— start EXTRACTED ENTRIES —

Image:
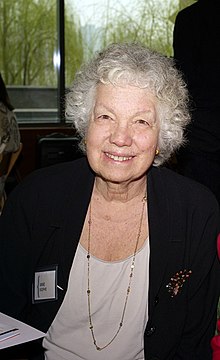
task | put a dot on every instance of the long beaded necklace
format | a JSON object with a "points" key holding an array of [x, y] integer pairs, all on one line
{"points": [[91, 327]]}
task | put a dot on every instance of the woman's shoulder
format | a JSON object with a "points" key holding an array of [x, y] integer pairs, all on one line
{"points": [[56, 180], [182, 188]]}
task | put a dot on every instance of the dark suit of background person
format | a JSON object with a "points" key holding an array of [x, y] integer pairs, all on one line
{"points": [[196, 46], [52, 216]]}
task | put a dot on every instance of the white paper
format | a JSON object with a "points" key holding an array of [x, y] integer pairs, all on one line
{"points": [[24, 333]]}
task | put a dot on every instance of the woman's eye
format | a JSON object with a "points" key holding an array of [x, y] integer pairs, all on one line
{"points": [[104, 117], [142, 122]]}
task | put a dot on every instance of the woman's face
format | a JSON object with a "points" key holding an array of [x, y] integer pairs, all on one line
{"points": [[123, 133]]}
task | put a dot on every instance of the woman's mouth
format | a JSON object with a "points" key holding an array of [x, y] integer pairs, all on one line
{"points": [[118, 157]]}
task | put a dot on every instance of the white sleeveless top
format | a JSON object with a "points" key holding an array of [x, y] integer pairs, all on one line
{"points": [[69, 336]]}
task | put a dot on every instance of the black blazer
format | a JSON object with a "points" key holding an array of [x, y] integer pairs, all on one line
{"points": [[41, 226]]}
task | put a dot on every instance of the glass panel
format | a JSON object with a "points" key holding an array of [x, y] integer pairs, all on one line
{"points": [[28, 40]]}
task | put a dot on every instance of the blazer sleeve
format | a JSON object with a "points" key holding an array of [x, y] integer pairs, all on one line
{"points": [[204, 285]]}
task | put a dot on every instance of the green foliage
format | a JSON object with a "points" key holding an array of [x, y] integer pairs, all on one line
{"points": [[28, 35]]}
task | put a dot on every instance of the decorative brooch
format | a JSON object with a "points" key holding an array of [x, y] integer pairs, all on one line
{"points": [[177, 281]]}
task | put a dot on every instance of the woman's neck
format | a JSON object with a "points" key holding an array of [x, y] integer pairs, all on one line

— end EXTRACTED ENTRIES —

## SHORT PROBLEM
Excluding the pictures, restate the records above word for word.

## ANSWER TO THE PROBLEM
Image:
task | put a dot on every instance of the long beaded necklace
format | a JSON object with a "points" key holding an array of [x, y] integer pairs, all on one line
{"points": [[91, 327]]}
task | put a dot on every instance of the woman's shoulder
format | a JSON object with a "points" key holding an array of [x, y] integer pairs, all on one line
{"points": [[56, 180], [182, 188]]}
task | put a dot on every instance of the dark suit of background person
format | a JSON object with a "points" key holding an array of [x, y] integer pairs, all on one line
{"points": [[196, 46], [52, 216]]}
task | put a dot on every instance of the white paper
format | a JSON object with a "points" key holding an array of [x, y] integer pairs, all on one line
{"points": [[24, 333]]}
task | put a dot on every instance of the woman's eye
format | a JSON object with a "points" key holding an array of [x, y] integer pairs, all on one line
{"points": [[104, 117], [142, 122]]}
task | put a dot on every instance of the woman's face
format | a JSON object with a "points" key holding an array of [x, y] integer pairs, all on one line
{"points": [[123, 133]]}
task | put a dot on every instance of the woman's mouth
format | a JSON object with a "points" key holding an array of [x, y] integer pairs, all on one line
{"points": [[118, 157]]}
task | put a dot on every instance of the white sleeveless top
format | a JSON object with a "points" key holding an array of [x, y] integer pairs, all on one line
{"points": [[69, 336]]}
task | put a dot on every instance of the black blazer
format | a JSON object with a "points" key holding an array of [x, y] integer pairs, all on one line
{"points": [[41, 226]]}
task | put a dot on every instance of the glass panel
format | a JSON object with a "points" key holding an array of [x, y] integer pairs, all on one line
{"points": [[28, 40]]}
task | put a dot on every instance of the blazer sleeve
format | a JSON object with a "points" key holding an array of [x, y] integer pairs, all on one line
{"points": [[204, 285]]}
task | put a dot on every instance of the green foliage
format | a JSON object with a "points" key holding an array of [x, y] integer pairs, all on one line
{"points": [[28, 35]]}
task | put a dot on every instance of the decorative brooch
format | a JSON object with a "points" key holding an array of [x, y] integer pairs, all on one line
{"points": [[177, 281]]}
task | put a dot on every instance of the woman's neck
format | a JSON object with a "points" key holding an array of [x, y] integer pairs, all on one line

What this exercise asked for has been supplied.